__THE PROBLEM__.
Copy every one of the entries below word for word, changing nothing.

__RECORDS FOR THE EXERCISE__.

※

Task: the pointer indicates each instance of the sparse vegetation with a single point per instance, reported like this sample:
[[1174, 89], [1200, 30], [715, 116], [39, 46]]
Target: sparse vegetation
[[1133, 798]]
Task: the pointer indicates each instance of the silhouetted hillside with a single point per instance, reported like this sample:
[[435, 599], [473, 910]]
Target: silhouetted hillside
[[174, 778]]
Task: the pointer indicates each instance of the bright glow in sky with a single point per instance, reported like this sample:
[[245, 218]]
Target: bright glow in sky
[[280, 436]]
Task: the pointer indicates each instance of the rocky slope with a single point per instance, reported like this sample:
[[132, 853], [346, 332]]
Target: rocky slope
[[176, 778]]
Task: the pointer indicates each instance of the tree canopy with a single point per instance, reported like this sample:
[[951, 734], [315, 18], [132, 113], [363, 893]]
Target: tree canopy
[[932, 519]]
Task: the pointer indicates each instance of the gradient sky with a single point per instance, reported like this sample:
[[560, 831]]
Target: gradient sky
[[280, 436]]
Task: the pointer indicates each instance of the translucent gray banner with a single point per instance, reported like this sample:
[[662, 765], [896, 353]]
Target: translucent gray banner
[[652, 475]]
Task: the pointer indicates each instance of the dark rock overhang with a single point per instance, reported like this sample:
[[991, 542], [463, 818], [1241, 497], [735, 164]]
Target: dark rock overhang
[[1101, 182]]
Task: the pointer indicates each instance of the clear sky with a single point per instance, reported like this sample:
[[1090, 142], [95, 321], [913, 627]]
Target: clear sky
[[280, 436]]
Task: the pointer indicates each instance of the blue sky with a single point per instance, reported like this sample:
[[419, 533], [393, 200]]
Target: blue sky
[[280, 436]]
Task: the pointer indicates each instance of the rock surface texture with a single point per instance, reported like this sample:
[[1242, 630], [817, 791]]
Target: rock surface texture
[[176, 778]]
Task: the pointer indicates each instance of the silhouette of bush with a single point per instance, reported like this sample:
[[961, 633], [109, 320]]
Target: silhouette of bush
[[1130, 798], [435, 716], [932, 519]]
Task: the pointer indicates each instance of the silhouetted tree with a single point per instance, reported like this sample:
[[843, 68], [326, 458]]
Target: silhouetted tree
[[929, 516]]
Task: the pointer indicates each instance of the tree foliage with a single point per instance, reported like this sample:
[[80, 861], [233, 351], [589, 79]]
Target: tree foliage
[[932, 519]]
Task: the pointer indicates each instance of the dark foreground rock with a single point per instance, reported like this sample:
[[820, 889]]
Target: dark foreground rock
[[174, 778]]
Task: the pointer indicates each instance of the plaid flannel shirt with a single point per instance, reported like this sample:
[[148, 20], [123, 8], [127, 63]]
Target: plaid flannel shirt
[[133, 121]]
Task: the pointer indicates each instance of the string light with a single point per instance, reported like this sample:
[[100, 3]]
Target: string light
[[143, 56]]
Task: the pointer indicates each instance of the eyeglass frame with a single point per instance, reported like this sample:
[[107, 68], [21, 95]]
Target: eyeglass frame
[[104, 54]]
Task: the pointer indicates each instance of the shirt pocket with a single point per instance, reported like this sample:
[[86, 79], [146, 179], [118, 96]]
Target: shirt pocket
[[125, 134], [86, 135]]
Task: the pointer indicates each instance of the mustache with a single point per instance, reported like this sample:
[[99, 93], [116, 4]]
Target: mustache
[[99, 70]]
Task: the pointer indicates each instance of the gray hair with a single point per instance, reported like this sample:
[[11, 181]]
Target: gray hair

※

__RESULT OF THIS EXERCISE__.
Task: the pointer indicates each instance of the sparse vegetation with a single point per instance, reported like this sample:
[[1174, 89], [1200, 30], [715, 116], [39, 46]]
Target: sparse vegetation
[[1133, 798]]
Task: the pointer indicates each instance of the silhouetted hillside with a single point per instance, reported like this sample:
[[435, 599], [473, 910]]
Target: silhouetted hillside
[[174, 778]]
Task: the pointer indicates each instance of the bright glow in sky with a single point per instance, reported like this sample:
[[245, 218]]
Target: bright glow in sky
[[280, 436]]
Task: the pointer indicates each instance of the rocky slope with a single point per instance, reported like this sample:
[[132, 853], [346, 332]]
Target: rocky slope
[[176, 778]]
Task: the pointer indicates each instance of the tree canopy with a single point per instance, reported like this sample:
[[951, 734], [315, 18], [132, 113], [363, 893]]
Target: tree canopy
[[932, 519]]
Task: the pointer indicates each instance of the gradient sky with a single point per instance, reported like this sample:
[[560, 831]]
Target: gradient sky
[[280, 436]]
Task: the pointer indicates each instance of the translucent gray banner with a single point per instance, reported like this sample:
[[662, 765], [896, 353]]
Target: translucent gray banner
[[652, 475]]
Task: the pointer indicates each instance of the dark rock overhang with a single point per instance, reported like this sample:
[[991, 542], [463, 818], [1241, 497], [735, 164]]
Target: dark rock overhang
[[1101, 182]]
Task: the pointer indicates each instance of the clear sky with a single point per instance, reported like this sample:
[[1090, 142], [95, 321], [913, 627]]
Target: clear sky
[[280, 436]]
Task: the pointer indicates each instance of the blue sky with a single point per instance, reported like this sample:
[[419, 533], [393, 200]]
Target: blue sky
[[280, 436]]
Task: the pointer indicates each instance of the rock surface texture with a single point per instance, reported like this sample:
[[1242, 630], [817, 791]]
Target: rock surface texture
[[176, 778]]
Task: the pointer indicates each instance of the silhouette of bush with a single point per instance, reported like this sample:
[[961, 633], [109, 320]]
Target: silhouette of bush
[[1130, 798], [435, 716], [932, 519]]
Task: the pointer indicates each instance of the silhouetted tree with a single point per instance, reported like this sample:
[[843, 68], [326, 458]]
Target: silhouetted tree
[[929, 516]]
Task: the pointer indicates each instance of the tree foliage with a single point per instance, reported like this sample:
[[80, 861], [233, 351], [589, 79]]
Target: tree foliage
[[932, 519]]
Task: the pointer indicates each instance of the dark foreground rock with a single point per instance, reported like this sample:
[[820, 889]]
Target: dark foreground rock
[[174, 778]]
Task: the pointer indicates each instance of the plaid flannel shirt with a single point per instance, reported like this sample:
[[148, 20], [123, 8], [127, 63]]
Target: plaid flannel shirt
[[133, 121]]
Task: the pointer indicates each instance of the string light with a single point per instance, reported like this sample:
[[100, 3]]
Target: string light
[[143, 56]]
Task: the pointer indicates each instance of the eyeglass frame with a single point per instance, reported like this sample:
[[107, 68], [21, 95]]
Target: eyeglass frame
[[104, 54]]
Task: the pointer indicates each instance of the shirt pocket with a single point per instance, reported like this sample:
[[86, 79], [146, 179], [118, 96]]
Target: shirt pocket
[[125, 134], [86, 135]]
Task: the pointer indicates each instance of the mustache with a single point per instance, reported like this sample:
[[99, 93], [116, 4]]
Target: mustache
[[99, 70]]
Task: the pointer indicates each instance of the gray hair with a single point per instance, reported like this sample:
[[11, 181]]
Target: gray hair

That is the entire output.